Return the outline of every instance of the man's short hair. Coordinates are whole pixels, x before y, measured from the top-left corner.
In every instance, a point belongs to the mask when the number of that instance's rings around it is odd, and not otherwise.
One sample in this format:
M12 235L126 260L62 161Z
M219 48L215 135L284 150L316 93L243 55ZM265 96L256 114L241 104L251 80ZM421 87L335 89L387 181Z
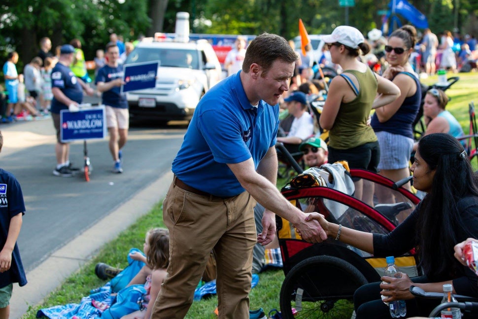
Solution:
M105 52L108 52L108 50L109 49L109 48L112 48L114 46L118 46L118 44L116 44L116 42L108 42L106 44L106 46L104 47Z
M248 73L251 65L256 63L263 68L263 74L265 75L276 60L292 63L298 59L287 40L277 35L264 33L252 40L247 47L242 71Z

== == ==

_PROBLEM REQUIREMENTS_: Copy the item above word for word, leaving out the picture.

_RESULT FOR THIS TASK_:
Return the outline of every instance of the man's short hair. Coordinates are whole pixels, x before y, measured from the top-left corner.
In every instance, a point belongs to the mask when the number of that instance's rings around it is odd, and not otherwise.
One sample in this format:
M12 235L126 260L62 161Z
M219 48L215 135L284 150L316 93L243 55ZM265 96L256 114L241 104L251 80ZM421 87L335 89L387 181Z
Solution:
M105 52L108 52L108 50L109 49L109 48L112 48L114 46L118 46L118 44L116 44L116 42L108 42L106 44L106 46L104 47Z
M248 73L251 65L256 63L263 68L263 74L265 75L276 60L292 63L298 59L287 40L277 35L264 33L252 40L247 47L242 71Z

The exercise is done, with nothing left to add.